Each line of the material must reappear unchanged in the answer.

----------------

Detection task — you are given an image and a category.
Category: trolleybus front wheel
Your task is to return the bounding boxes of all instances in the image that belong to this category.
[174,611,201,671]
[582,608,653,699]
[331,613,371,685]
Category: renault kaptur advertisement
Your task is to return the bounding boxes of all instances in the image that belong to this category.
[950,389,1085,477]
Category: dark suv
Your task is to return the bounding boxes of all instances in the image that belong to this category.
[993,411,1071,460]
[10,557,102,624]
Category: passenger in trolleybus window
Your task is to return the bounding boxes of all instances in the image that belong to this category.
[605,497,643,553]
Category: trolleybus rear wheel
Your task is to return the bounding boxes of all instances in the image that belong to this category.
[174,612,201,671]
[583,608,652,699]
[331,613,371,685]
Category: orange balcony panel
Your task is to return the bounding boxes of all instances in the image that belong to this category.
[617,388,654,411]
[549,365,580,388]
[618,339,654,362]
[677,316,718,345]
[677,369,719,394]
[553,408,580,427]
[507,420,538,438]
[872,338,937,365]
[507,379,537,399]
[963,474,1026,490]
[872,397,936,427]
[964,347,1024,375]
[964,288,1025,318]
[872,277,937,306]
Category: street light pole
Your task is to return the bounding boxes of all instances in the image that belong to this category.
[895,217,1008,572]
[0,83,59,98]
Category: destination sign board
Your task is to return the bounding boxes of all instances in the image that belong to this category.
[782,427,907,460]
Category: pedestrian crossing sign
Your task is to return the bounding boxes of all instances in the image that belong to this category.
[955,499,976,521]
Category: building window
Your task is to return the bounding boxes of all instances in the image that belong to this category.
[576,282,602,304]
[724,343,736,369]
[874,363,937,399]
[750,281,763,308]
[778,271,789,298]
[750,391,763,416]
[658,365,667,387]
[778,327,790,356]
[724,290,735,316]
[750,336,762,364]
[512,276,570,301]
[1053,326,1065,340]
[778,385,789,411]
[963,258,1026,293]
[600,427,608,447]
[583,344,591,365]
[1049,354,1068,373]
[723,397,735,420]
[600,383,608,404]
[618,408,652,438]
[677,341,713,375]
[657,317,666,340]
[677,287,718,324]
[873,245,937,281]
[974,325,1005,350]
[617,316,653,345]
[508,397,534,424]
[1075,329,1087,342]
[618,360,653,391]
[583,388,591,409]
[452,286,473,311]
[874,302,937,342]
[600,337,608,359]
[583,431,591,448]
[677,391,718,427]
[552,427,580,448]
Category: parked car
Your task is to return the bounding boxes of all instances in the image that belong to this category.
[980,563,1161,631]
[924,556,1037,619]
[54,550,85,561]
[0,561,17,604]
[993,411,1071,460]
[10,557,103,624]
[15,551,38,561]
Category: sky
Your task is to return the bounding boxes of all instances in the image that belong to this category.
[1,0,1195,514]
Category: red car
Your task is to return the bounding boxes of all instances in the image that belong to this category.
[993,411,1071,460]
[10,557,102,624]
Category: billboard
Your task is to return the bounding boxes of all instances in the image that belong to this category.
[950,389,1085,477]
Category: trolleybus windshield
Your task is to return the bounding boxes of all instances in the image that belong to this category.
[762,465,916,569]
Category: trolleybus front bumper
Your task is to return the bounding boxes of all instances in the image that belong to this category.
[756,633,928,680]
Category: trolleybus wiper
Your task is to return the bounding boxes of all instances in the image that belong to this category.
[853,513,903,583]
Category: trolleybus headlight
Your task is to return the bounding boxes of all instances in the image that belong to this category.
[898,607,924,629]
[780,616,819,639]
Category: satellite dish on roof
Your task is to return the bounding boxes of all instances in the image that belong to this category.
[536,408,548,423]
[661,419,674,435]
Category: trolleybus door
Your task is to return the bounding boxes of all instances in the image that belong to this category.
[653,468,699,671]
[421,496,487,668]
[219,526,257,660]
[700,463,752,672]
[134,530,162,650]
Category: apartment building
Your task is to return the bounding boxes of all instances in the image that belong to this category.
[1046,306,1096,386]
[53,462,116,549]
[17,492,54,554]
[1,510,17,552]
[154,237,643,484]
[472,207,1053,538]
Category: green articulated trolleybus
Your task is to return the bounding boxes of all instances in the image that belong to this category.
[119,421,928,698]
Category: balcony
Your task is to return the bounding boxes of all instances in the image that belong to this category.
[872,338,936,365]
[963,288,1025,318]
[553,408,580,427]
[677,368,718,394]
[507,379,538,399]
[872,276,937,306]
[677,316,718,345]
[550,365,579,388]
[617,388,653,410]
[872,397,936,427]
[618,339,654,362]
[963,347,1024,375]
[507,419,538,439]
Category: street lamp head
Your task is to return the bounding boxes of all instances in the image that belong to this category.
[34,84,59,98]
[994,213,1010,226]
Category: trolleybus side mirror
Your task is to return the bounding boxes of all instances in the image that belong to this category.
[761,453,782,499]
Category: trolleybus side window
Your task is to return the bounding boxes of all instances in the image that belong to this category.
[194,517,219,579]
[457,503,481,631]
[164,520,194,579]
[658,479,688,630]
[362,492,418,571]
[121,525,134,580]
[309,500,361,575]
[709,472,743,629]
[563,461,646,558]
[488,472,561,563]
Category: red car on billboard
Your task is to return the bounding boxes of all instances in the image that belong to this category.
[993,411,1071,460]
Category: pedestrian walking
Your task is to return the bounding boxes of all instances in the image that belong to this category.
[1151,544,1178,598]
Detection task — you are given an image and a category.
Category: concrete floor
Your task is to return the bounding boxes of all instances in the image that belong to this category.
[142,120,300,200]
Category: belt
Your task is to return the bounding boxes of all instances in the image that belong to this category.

----------------

→ **Answer section**
Detection task — you are given an image and a category.
Category: trolleybus front wheel
Your task is to return the bounding boxes of all instances in the image that belong to this category.
[174,611,201,671]
[582,608,653,699]
[331,613,371,685]
Category: renault kaptur advertisement
Your task is to return the bounding boxes of all instances in the image that belong to this category.
[950,389,1085,477]
Category: dark suv
Your task is to return the bounding boxes of all instances in the image that belong to this category.
[993,411,1071,460]
[10,557,102,624]
Category: passenger in trolleybus window
Your task is to return the bounding boxes of all instances in the image that belong to this category.
[605,497,643,553]
Category: trolleybus rear wheel
Your task is to return the bounding boxes of all instances in the image that belong to this category.
[174,612,201,671]
[583,608,652,699]
[331,613,371,685]
Category: orange balcony panel
Your task is to return the bounding boxes of all instances in the image that belong to this category.
[617,388,654,411]
[549,365,580,388]
[618,339,654,362]
[677,316,718,345]
[677,369,719,394]
[553,408,580,427]
[507,420,538,438]
[872,338,937,365]
[507,379,537,399]
[963,474,1026,490]
[872,397,936,427]
[964,347,1024,375]
[964,288,1025,318]
[872,277,937,306]
Category: street light pole
Your task is to return the bounding boxes of all instances in the image that belong to this category.
[895,217,1008,572]
[0,83,59,98]
Category: destination sign board
Your task is to return the bounding boxes of all instances in the image that belong to this category.
[782,427,907,460]
Category: pedestrian crossing sign
Your task is to return the bounding boxes of all instances in the image that belong to this category.
[955,499,976,521]
Category: building window
Your task is to return the bounding boxes of all instances in the image that belong to this category.
[576,282,602,304]
[724,343,736,369]
[874,363,937,399]
[750,281,763,308]
[778,271,789,298]
[750,391,763,416]
[658,365,667,387]
[778,327,790,356]
[724,290,735,316]
[750,336,762,364]
[512,276,570,301]
[1053,326,1065,340]
[778,385,789,411]
[963,258,1026,293]
[600,427,608,447]
[583,344,591,365]
[1049,354,1068,373]
[723,397,735,420]
[600,383,608,404]
[618,408,652,438]
[677,341,713,375]
[657,317,666,340]
[677,287,718,324]
[873,245,937,281]
[974,325,1005,350]
[617,316,653,345]
[508,397,534,424]
[1075,329,1087,342]
[618,360,653,391]
[583,388,591,409]
[452,286,473,311]
[874,302,937,342]
[600,337,608,359]
[583,431,591,448]
[677,391,718,427]
[552,427,580,448]
Category: parked car
Your task is to return the bounding boxes of all instances in the image that belong to this category.
[980,563,1161,631]
[924,556,1037,619]
[54,550,85,561]
[0,561,17,604]
[993,411,1071,460]
[10,557,103,624]
[15,551,38,561]
Category: sky
Your task is to return the bounding boxes of all instances in the image that belong to this category.
[1,0,1195,514]
Category: red car
Your task is to return the bounding boxes of all instances in the image that belong to this category.
[993,411,1071,460]
[10,557,102,624]
Category: billboard
Your task is to return the bounding boxes of all instances in the image that belong to this category.
[950,389,1085,477]
Category: trolleybus windshield
Your task is to return the bounding boxes of all instances in the image that belong to this category.
[762,465,916,569]
Category: trolleybus front bumper
Your task is to return the bounding boxes of all instances in the image that belong to this category.
[756,633,928,680]
Category: trolleybus wiper
Your task is to return the bounding boxes of all instances in the image that belong to this category.
[853,513,903,583]
Category: trolleybus headlight
Your task is to return the bounding boxes of all instances in the image that belong to this category.
[898,607,924,629]
[780,616,819,639]
Category: satellite dish on roof
Your task is to return the bounding boxes of all instances in the image that belong to this category.
[536,408,548,423]
[661,419,674,435]
Category: trolleybus door
Your task is to return the bounding boxes of all instances in the image that belong to this category.
[653,468,699,671]
[421,496,487,668]
[219,526,257,660]
[700,463,752,672]
[134,530,162,650]
Category: apartment building
Your task is to return the bounding boxes of all instances in the image that belong to this category.
[1046,306,1096,386]
[53,462,116,549]
[17,492,54,554]
[1,510,17,552]
[154,237,643,484]
[472,207,1053,538]
Category: green articulated trolleybus
Your task is to return the bounding boxes of all instances in the image that belong to this category.
[119,421,928,698]
Category: balcony
Your task is to return the bounding boxes of all instances in the image that belong to this category.
[872,338,936,365]
[963,288,1025,318]
[553,408,580,427]
[677,368,718,394]
[507,379,538,399]
[872,276,937,306]
[677,316,718,345]
[550,365,579,388]
[617,388,653,410]
[872,397,936,427]
[618,339,654,362]
[963,347,1024,375]
[507,419,538,439]
Category: street lamp head
Your task is to return the bounding boxes of all instances in the image that belong to this category.
[34,84,59,98]
[994,213,1010,226]
Category: trolleybus side mirror
Your task is to return the bounding boxes of all instances in the image that belong to this category.
[761,453,782,499]
Category: trolleybus side window
Your task is to return the bounding boxes of all instances in the image that belong to this category.
[194,517,219,579]
[457,503,481,631]
[164,520,194,579]
[658,479,688,630]
[362,492,418,571]
[121,525,134,580]
[309,500,361,575]
[709,472,743,629]
[563,461,646,558]
[488,472,561,563]
Category: red car on billboard
Your task is to return the bounding boxes of all instances in the image that belong to this category.
[993,411,1071,460]
Category: pedestrian walking
Your task is to return the bounding boxes of all instances in the image that belong to this category.
[1151,544,1178,598]
Detection task — you are given an image and a category.
Category: concrete floor
Your task is to return the bounding boxes of all instances in the image that belong to this category.
[142,120,300,200]
Category: belt
Your task is to return the bounding boxes of all instances in the image that belong to this category.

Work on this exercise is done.